→ **Short problem**
Reproduce, word for word, every line starting at the line that contains "as (328, 98)." and ending with the final line of the entries.

→ **Listed records**
— begin —
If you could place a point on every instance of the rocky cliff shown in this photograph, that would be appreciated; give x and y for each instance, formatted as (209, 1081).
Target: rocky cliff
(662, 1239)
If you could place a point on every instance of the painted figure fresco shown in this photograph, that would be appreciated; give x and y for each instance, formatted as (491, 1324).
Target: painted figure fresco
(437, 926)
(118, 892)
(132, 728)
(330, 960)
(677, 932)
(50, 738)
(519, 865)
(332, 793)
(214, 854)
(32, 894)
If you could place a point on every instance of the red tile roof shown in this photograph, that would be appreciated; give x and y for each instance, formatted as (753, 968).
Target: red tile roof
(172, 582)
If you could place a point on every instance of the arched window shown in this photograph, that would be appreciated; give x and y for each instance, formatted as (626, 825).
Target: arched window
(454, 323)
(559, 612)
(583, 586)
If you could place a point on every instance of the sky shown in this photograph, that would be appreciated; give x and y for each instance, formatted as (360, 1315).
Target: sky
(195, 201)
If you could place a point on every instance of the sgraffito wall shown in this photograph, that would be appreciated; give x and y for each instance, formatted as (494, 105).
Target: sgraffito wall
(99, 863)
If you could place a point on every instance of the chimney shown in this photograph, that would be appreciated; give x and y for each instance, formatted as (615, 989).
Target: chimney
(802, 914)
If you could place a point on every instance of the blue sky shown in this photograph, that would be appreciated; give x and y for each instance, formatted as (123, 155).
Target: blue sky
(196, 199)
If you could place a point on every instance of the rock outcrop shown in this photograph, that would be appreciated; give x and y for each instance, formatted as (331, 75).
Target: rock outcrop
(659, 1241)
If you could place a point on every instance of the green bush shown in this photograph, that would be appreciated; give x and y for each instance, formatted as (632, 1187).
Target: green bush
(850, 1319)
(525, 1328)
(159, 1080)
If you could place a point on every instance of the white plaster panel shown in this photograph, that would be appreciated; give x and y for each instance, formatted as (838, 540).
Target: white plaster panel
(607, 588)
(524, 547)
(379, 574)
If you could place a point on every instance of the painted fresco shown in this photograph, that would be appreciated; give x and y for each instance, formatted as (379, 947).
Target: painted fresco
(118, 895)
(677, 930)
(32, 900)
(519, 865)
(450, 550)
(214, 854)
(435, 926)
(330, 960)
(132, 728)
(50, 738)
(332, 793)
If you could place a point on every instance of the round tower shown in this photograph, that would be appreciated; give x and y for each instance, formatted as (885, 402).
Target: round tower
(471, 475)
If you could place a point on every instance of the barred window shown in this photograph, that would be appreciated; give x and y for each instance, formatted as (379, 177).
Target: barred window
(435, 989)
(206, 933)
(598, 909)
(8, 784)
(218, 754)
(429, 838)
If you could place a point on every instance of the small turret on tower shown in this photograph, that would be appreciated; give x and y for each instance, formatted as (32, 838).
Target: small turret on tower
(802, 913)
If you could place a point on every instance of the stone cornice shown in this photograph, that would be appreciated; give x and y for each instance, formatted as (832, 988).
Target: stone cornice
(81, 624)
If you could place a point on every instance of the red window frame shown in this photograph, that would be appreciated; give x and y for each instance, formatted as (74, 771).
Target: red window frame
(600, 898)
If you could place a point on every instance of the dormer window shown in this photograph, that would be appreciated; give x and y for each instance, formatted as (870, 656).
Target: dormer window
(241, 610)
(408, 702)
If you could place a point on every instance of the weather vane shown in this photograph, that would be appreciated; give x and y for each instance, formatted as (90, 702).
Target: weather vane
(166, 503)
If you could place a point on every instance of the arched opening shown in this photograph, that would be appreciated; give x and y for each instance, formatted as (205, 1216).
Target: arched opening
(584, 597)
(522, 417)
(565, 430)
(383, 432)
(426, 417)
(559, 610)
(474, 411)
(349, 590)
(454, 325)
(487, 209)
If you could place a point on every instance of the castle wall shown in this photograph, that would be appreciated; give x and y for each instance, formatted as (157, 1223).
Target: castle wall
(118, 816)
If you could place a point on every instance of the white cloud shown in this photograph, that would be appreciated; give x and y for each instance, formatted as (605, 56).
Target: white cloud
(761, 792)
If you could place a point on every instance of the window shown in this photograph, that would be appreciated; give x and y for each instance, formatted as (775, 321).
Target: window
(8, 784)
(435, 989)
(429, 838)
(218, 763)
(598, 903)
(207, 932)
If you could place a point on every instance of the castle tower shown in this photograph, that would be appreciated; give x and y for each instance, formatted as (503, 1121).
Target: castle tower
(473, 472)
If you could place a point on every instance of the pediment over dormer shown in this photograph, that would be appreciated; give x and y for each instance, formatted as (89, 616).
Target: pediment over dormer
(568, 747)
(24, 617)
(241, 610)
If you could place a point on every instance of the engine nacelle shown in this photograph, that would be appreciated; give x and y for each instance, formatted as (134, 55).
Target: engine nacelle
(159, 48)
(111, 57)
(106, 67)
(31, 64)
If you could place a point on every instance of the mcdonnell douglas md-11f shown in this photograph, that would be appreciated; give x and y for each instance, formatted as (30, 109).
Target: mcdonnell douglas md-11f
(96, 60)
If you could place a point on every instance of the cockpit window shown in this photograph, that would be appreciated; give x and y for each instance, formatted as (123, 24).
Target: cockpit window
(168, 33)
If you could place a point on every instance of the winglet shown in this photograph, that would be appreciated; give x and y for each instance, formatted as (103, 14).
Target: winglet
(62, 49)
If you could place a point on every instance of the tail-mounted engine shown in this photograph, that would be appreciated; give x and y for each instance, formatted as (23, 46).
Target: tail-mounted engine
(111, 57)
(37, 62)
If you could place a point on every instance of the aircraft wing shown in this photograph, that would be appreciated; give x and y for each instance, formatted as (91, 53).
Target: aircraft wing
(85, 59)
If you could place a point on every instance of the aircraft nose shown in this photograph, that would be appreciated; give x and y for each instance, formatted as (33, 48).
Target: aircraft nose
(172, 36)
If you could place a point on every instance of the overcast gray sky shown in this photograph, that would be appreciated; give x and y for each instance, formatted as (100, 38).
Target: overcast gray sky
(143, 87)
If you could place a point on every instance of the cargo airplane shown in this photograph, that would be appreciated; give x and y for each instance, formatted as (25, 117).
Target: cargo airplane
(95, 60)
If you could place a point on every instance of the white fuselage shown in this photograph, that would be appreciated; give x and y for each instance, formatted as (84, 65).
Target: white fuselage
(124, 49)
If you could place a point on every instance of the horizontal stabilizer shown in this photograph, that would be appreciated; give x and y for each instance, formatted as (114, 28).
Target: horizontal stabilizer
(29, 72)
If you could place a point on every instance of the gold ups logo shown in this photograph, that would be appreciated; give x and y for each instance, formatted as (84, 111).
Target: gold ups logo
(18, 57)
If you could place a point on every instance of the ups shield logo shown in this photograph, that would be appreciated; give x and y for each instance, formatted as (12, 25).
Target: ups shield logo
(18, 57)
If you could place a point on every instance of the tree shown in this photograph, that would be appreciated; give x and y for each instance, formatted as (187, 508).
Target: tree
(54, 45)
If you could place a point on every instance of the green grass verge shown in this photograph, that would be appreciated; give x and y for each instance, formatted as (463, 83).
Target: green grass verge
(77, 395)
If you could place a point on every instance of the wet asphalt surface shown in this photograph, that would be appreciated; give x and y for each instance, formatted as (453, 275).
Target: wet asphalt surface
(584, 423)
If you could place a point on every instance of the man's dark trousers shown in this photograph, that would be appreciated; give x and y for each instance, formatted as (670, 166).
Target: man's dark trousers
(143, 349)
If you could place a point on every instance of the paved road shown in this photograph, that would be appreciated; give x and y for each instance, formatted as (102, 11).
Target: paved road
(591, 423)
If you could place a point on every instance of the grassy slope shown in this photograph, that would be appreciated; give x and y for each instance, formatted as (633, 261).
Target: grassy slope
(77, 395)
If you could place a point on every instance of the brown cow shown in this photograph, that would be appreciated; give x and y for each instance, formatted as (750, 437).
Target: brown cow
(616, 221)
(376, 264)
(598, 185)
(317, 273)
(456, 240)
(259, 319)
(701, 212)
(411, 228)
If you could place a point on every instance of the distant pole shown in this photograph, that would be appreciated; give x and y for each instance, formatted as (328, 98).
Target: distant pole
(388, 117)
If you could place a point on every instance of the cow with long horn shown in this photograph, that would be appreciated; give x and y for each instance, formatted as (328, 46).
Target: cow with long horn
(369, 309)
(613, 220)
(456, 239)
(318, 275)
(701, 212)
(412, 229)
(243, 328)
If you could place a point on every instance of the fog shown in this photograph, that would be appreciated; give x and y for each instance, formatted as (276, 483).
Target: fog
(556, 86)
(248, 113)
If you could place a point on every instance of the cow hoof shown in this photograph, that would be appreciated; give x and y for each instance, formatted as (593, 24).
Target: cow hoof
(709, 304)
— end —
→ **Worked answer**
If you could place a point on every instance of the distant pole shown in this photograph, that would be appreciated; give x and y for each instance, formatted as (328, 98).
Target: distant pole
(388, 117)
If you could place a point on every instance of the cow with long horn shown in this photograph, that would be appreciated; give x and y for each instance, formatted as (328, 46).
Target: cow with long horn
(369, 309)
(613, 220)
(456, 239)
(318, 275)
(701, 212)
(412, 229)
(243, 328)
If you could place a point on every instance of the fog shown in this photograph, that would be appreciated; give x and y for each instance, formatted as (276, 483).
Target: fog
(556, 86)
(248, 113)
If you could place a point on every instance of the cow hoof shown in this photograph, that would be appreciated; give x and y for each instance, formatted as (593, 24).
Target: cow hoof
(709, 304)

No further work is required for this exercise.